Quote the forum thread word for word from "My Father and" to "(Jun 30, 2013)".
Segment Start: Study text
# Answer and ask question one after another!



## mamameya (Jun 17, 2013)

Just play a game about asking the next person a question.
I go first:
What gift did you give to your father yesterday?


----------



## midijeep (Jun 19, 2013)

Answer:  Money
Q:  Why do some go by Bob and others Robert?



mamameya said:


> Just play a game about asking the next person a question.
> I go first:
> What gift did you give to your father yesterday?


----------



## Satcomer (Jun 20, 2013)

What do Soldiers always ask for Mom when dying slowly?


----------



## DeltaMac (Jun 20, 2013)

Satcomer said:


> What do Soldiers always ask for Mom when dying slowly?



Why did you ask a rhetorical question?
(I have to say that the statement offended me on several levels)


----------



## jbarley (Jun 21, 2013)

Satcomer said:


> What do Soldiers *always* ask for Mom when dying slowly?


You say "always", and you know this is true because?


----------



## Satcomer (Jun 21, 2013)

jbarley said:


> You say "always", and you know this is true because?



My Father and myself have seen this that's why!!! I offended and never will come back!!!!!!!!

Why do people ask questions when they don't understand?


----------



## pds (Jun 30, 2013)

To find out what they can disagree with!

Is this not the question / question thread revived?


----------



## g/re/p (Jul 6, 2013)

Tastes great less filling!

Why ask why?


----------



## reed (Jul 17, 2013)
Segment End: Study text
Segment Start: Source material
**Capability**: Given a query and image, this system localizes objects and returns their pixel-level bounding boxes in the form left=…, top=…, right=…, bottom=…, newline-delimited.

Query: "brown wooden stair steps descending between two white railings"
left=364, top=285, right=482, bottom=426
Segment End: Source material
— Exercise answer —
My Father and myself have seen this that's why!!! I offended and never will come back!!!!!!!!

Why do people ask questions when they don't understand?


----------



## pds (Jun 30, 2013)